### [DATASET]
· · · · ·

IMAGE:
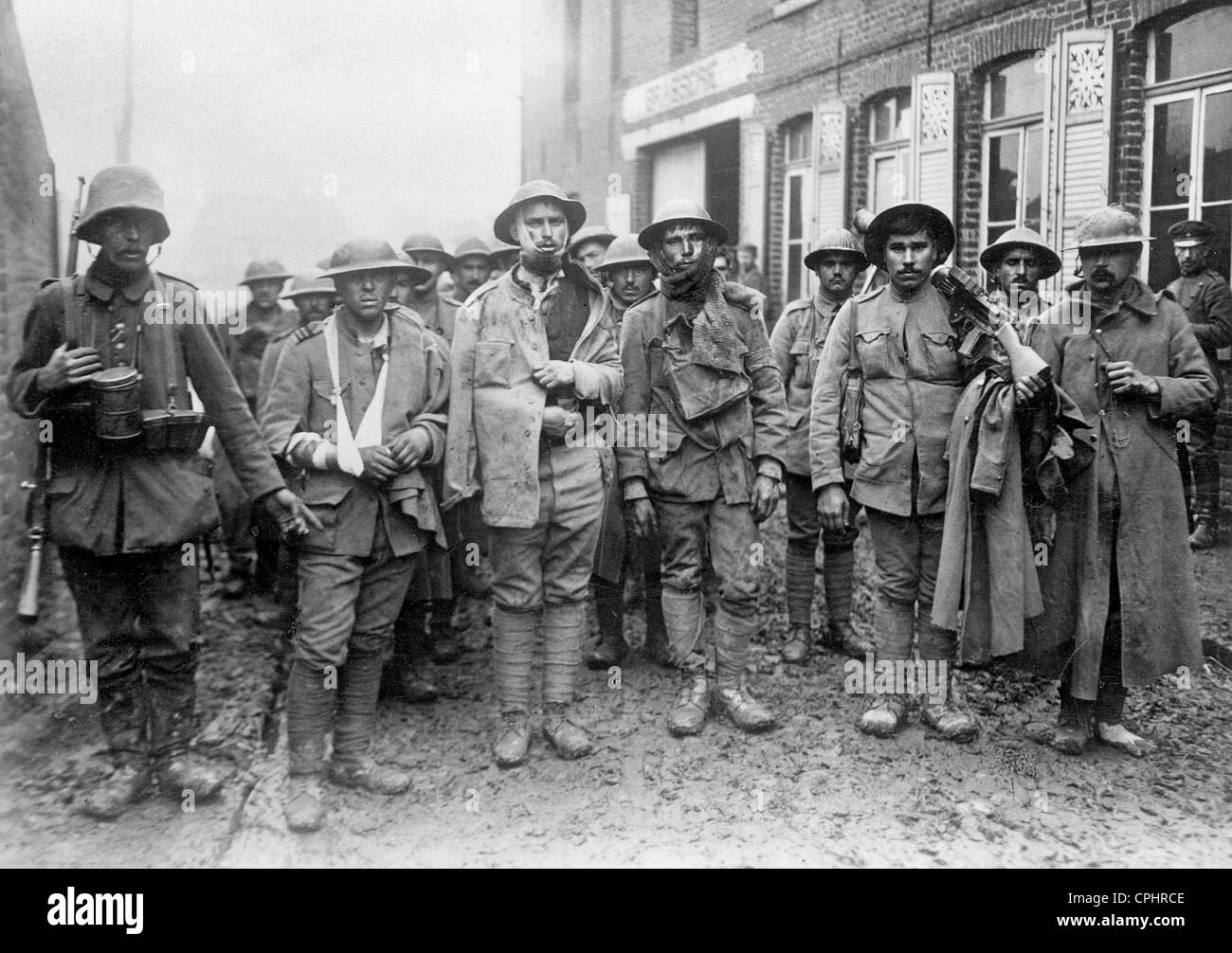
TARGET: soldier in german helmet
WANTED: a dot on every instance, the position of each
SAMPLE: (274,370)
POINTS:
(127,500)
(357,403)
(1205,296)
(1119,602)
(797,341)
(698,365)
(534,360)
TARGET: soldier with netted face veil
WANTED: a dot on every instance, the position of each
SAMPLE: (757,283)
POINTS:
(534,362)
(698,367)
(128,495)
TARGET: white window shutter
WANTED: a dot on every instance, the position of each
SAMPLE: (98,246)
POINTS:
(1078,121)
(829,165)
(933,140)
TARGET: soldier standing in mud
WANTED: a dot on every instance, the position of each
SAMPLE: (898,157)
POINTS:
(357,403)
(124,506)
(697,357)
(797,341)
(533,351)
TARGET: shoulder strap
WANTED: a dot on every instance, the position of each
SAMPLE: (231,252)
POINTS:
(853,367)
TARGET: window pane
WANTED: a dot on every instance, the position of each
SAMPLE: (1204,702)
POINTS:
(795,207)
(1173,131)
(795,270)
(883,121)
(1003,177)
(1218,148)
(1033,186)
(1218,251)
(883,184)
(1015,90)
(1194,45)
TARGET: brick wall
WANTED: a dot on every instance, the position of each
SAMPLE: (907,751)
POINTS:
(27,254)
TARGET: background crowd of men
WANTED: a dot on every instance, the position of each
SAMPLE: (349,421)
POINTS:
(389,447)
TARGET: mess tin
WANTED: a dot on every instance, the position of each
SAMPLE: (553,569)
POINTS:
(118,405)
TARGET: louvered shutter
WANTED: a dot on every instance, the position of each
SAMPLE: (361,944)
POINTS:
(829,165)
(933,140)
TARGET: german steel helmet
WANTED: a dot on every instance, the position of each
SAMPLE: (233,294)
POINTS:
(574,212)
(680,209)
(311,282)
(426,243)
(265,270)
(1017,238)
(1189,233)
(472,246)
(936,222)
(122,189)
(625,250)
(836,241)
(591,233)
(371,254)
(1108,225)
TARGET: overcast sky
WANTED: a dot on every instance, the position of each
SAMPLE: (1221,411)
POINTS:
(402,114)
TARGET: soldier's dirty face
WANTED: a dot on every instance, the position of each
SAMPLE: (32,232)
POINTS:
(1191,260)
(427,261)
(469,274)
(1108,266)
(837,275)
(402,288)
(315,307)
(910,260)
(366,292)
(682,245)
(629,282)
(126,242)
(1019,266)
(541,229)
(265,293)
(590,254)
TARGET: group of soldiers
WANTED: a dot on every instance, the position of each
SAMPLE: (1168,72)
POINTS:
(599,406)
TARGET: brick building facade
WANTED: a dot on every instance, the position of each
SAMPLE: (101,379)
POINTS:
(27,255)
(784,118)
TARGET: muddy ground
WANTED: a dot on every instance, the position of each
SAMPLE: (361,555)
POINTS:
(814,793)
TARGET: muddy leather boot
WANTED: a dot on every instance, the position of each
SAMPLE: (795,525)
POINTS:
(123,713)
(948,714)
(358,684)
(172,691)
(610,611)
(1206,533)
(731,694)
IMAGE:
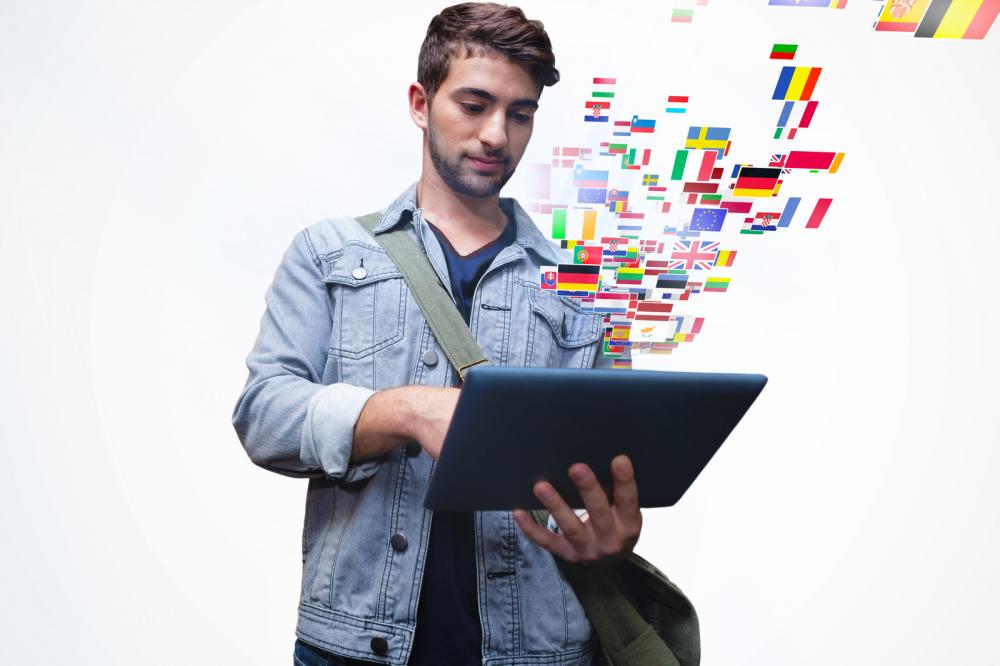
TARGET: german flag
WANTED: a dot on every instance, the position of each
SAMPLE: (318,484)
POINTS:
(578,278)
(756,182)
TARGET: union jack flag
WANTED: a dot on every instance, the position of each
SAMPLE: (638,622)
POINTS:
(694,255)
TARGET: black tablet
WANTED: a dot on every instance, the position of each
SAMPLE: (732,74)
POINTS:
(515,426)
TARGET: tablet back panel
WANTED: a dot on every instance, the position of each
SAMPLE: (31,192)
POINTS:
(514,426)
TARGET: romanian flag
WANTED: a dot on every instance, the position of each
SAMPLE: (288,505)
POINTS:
(796,83)
(958,19)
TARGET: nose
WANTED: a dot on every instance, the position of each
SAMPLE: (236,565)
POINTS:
(493,131)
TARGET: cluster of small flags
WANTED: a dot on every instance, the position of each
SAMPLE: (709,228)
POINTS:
(833,4)
(643,225)
(938,19)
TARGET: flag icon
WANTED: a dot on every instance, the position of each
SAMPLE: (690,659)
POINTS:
(548,277)
(783,51)
(756,182)
(901,15)
(725,258)
(958,19)
(708,138)
(577,279)
(587,254)
(594,178)
(708,219)
(717,284)
(796,83)
(694,255)
(643,125)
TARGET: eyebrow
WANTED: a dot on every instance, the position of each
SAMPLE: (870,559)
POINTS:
(490,97)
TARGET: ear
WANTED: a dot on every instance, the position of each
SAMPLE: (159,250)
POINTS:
(420,105)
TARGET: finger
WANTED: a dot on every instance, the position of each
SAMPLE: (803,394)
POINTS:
(544,537)
(569,524)
(626,493)
(595,500)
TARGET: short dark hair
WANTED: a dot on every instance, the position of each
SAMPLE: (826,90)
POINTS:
(476,28)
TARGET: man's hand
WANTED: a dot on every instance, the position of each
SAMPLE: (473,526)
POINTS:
(395,416)
(432,412)
(610,530)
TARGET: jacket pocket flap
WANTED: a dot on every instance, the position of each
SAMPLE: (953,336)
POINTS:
(571,325)
(359,264)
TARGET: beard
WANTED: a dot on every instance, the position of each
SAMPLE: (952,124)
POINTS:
(461,178)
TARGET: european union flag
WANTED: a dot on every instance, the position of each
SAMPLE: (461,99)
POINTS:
(593,195)
(708,219)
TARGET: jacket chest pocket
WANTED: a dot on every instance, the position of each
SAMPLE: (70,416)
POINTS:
(560,332)
(368,295)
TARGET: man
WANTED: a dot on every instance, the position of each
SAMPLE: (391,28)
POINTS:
(348,386)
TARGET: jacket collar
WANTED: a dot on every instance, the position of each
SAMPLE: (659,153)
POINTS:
(527,235)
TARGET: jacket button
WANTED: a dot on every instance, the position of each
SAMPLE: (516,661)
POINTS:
(379,645)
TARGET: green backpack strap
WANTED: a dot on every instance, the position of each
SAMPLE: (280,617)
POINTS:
(442,316)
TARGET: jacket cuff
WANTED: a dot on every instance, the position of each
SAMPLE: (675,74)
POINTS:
(328,432)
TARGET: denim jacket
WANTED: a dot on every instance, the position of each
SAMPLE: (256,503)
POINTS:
(340,323)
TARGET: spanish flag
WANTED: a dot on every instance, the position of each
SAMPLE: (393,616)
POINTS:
(958,19)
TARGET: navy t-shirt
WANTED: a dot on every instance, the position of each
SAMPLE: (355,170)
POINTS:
(448,630)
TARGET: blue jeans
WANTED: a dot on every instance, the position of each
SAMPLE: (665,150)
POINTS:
(308,655)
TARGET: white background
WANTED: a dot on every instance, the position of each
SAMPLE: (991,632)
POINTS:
(157,158)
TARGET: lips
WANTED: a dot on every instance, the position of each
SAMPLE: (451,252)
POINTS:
(485,163)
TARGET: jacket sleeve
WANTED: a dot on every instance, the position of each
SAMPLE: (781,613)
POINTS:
(286,419)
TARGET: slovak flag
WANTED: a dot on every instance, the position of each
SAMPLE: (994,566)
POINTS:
(548,277)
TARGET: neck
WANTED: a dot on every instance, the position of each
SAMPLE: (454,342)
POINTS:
(469,220)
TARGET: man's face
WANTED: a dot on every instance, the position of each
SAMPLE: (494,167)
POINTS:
(479,123)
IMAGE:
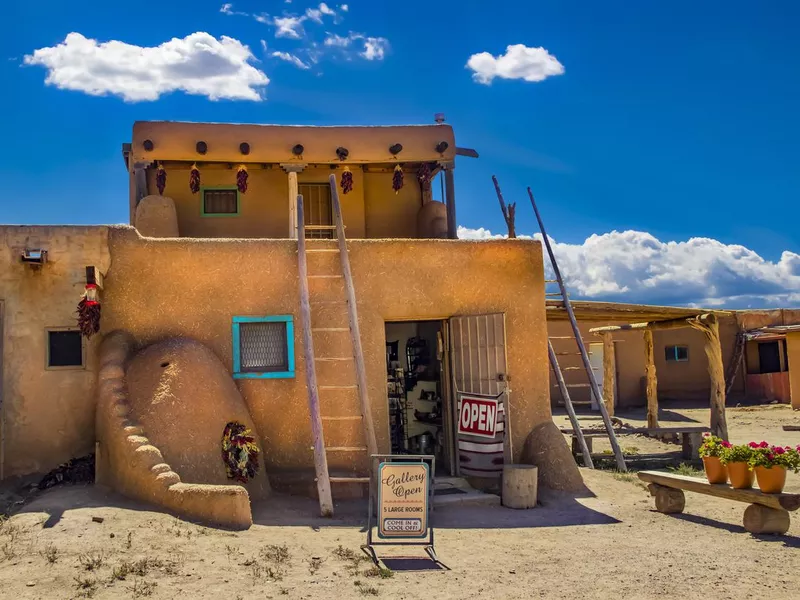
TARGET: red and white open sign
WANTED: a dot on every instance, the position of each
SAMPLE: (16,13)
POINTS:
(477,415)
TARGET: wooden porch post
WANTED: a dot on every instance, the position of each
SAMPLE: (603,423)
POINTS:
(450,195)
(609,373)
(709,325)
(292,170)
(652,382)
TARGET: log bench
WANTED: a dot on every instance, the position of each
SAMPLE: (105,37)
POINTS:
(691,438)
(767,513)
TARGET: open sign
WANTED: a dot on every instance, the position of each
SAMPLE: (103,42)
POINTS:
(478,416)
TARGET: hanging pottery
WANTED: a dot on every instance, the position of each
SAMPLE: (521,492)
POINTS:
(194,179)
(397,179)
(347,181)
(241,179)
(161,179)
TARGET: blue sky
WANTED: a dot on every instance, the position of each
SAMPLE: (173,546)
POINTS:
(675,120)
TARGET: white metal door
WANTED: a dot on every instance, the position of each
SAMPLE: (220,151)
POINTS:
(596,360)
(478,358)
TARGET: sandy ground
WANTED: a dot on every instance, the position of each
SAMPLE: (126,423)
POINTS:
(609,543)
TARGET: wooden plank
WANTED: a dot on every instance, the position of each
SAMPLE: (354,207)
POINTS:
(620,459)
(573,418)
(721,490)
(320,458)
(652,382)
(355,331)
(609,373)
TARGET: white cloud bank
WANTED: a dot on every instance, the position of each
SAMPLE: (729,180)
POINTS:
(198,64)
(519,62)
(634,266)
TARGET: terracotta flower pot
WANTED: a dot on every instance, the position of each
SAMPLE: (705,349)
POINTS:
(716,472)
(741,476)
(771,479)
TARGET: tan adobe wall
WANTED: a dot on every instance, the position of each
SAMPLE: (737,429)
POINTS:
(371,209)
(676,380)
(47,415)
(193,288)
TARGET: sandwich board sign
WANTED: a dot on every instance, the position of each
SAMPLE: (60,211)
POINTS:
(403,488)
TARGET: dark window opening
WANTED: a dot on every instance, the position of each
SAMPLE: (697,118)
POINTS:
(221,202)
(769,357)
(64,349)
(676,353)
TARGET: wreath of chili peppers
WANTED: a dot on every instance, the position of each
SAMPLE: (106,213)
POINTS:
(239,452)
(161,179)
(241,179)
(397,179)
(347,181)
(194,179)
(89,312)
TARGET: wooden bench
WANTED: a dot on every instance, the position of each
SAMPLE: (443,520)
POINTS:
(691,438)
(767,513)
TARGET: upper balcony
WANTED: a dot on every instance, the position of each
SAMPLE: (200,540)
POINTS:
(280,163)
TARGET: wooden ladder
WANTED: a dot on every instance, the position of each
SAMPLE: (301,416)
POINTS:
(587,366)
(336,376)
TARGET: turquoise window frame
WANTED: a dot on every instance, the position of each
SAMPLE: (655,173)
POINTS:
(237,359)
(229,188)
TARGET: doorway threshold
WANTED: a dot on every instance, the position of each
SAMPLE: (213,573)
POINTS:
(448,491)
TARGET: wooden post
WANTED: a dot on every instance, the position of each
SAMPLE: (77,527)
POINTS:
(355,331)
(709,325)
(573,418)
(292,170)
(652,382)
(320,456)
(450,194)
(609,373)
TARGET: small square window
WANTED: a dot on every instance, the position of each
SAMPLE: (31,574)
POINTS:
(220,201)
(263,347)
(64,349)
(676,353)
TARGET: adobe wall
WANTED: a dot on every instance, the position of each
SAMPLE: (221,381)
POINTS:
(47,415)
(193,288)
(371,209)
(676,380)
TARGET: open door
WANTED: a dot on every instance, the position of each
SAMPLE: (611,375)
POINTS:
(478,361)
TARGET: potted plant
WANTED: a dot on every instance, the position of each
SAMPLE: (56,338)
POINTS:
(770,464)
(710,451)
(739,472)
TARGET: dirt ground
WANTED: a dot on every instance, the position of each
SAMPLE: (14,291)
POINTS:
(608,543)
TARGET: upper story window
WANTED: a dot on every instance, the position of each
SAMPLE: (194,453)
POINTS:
(219,202)
(676,353)
(263,347)
(64,349)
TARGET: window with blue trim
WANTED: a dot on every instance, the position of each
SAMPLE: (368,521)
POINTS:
(263,347)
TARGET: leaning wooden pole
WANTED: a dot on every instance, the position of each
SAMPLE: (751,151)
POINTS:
(573,418)
(320,457)
(355,331)
(612,437)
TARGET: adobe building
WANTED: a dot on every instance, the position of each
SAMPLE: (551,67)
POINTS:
(201,331)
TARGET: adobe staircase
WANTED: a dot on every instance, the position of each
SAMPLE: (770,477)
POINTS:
(341,420)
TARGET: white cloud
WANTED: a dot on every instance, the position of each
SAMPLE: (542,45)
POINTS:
(519,62)
(289,26)
(290,58)
(634,266)
(374,48)
(198,64)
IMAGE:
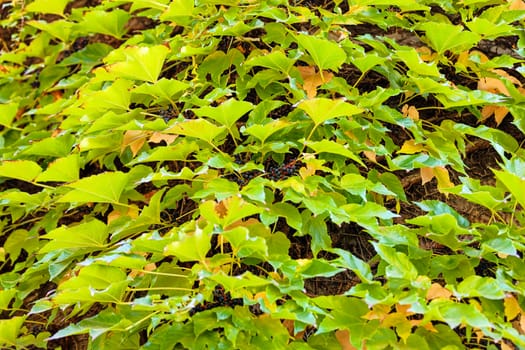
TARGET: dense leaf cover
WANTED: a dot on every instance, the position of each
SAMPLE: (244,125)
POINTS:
(178,174)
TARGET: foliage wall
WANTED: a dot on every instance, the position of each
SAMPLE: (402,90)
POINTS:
(233,173)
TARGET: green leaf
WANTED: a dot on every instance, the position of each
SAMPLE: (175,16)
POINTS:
(323,109)
(91,235)
(163,89)
(62,170)
(416,64)
(10,329)
(447,37)
(399,265)
(275,60)
(179,11)
(326,54)
(192,246)
(246,280)
(18,240)
(455,314)
(333,147)
(105,22)
(102,188)
(25,170)
(197,128)
(514,184)
(245,245)
(227,113)
(318,268)
(477,286)
(263,131)
(115,97)
(94,283)
(7,113)
(55,7)
(137,62)
(107,320)
(353,263)
(60,29)
(52,146)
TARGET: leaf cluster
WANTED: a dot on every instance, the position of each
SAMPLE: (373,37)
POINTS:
(178,174)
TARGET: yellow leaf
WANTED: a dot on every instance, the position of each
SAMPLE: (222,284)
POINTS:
(411,112)
(158,137)
(312,79)
(517,5)
(493,85)
(512,308)
(426,174)
(135,139)
(410,147)
(443,178)
(437,291)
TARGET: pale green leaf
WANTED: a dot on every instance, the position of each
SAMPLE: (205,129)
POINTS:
(102,188)
(227,113)
(55,7)
(105,22)
(323,109)
(326,54)
(138,62)
(25,170)
(197,128)
(7,113)
(63,170)
(91,235)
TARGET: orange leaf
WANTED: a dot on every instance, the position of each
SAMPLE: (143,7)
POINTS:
(411,147)
(443,178)
(427,174)
(512,308)
(135,139)
(312,79)
(437,291)
(158,137)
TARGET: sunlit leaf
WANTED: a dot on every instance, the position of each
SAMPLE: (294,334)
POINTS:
(103,188)
(138,62)
(25,170)
(65,169)
(227,113)
(447,37)
(105,22)
(275,60)
(325,54)
(91,235)
(7,113)
(47,6)
(192,246)
(197,128)
(323,109)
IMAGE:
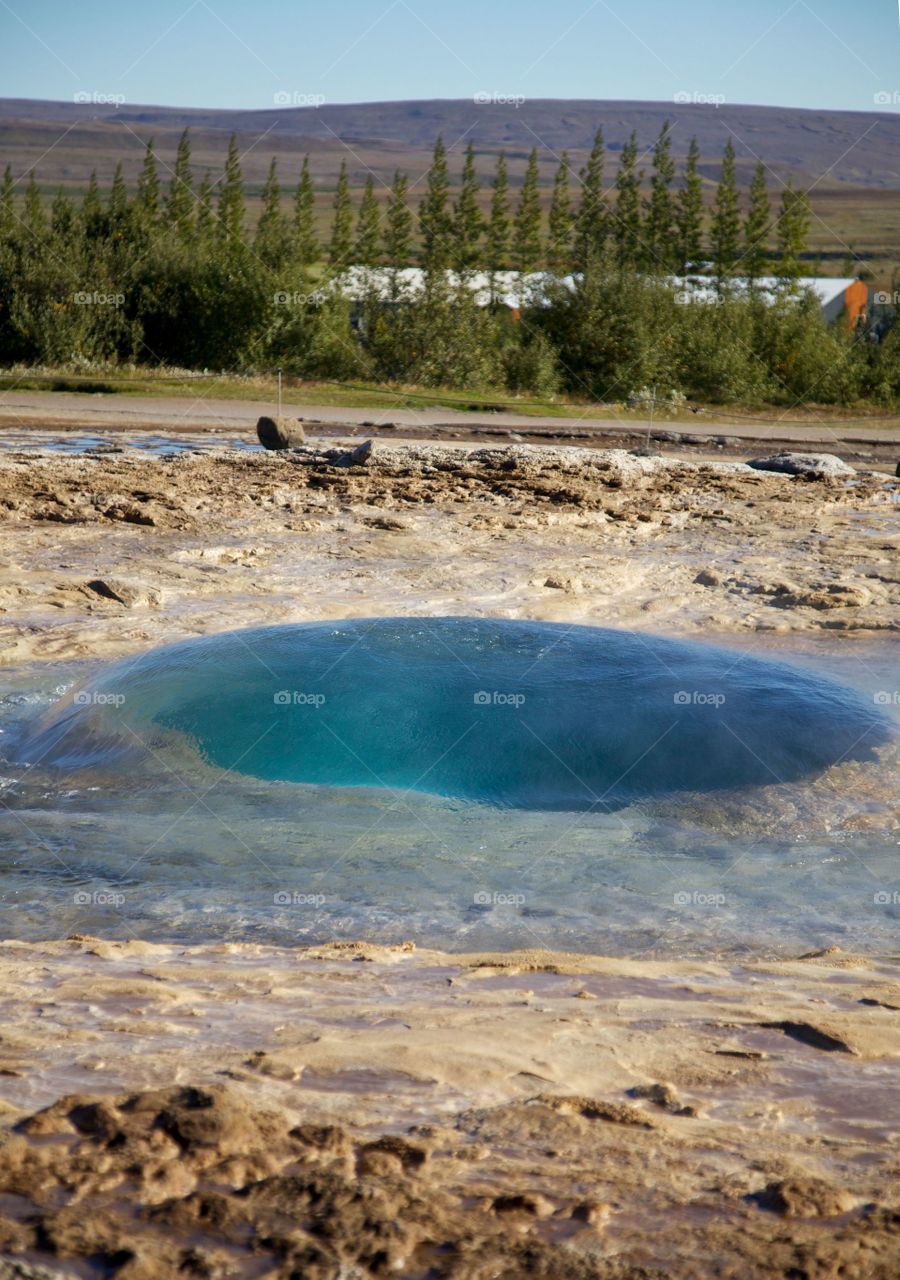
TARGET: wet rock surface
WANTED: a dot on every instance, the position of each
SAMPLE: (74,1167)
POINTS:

· · · · ·

### [TASK DETAILS]
Only lines with the word "sign" are wanted; pull each of them from the records.

### [RESPONSE TO THIS TASK]
TARGET: red and white open sign
TARGET: open sign
TARGET: sandwich board sign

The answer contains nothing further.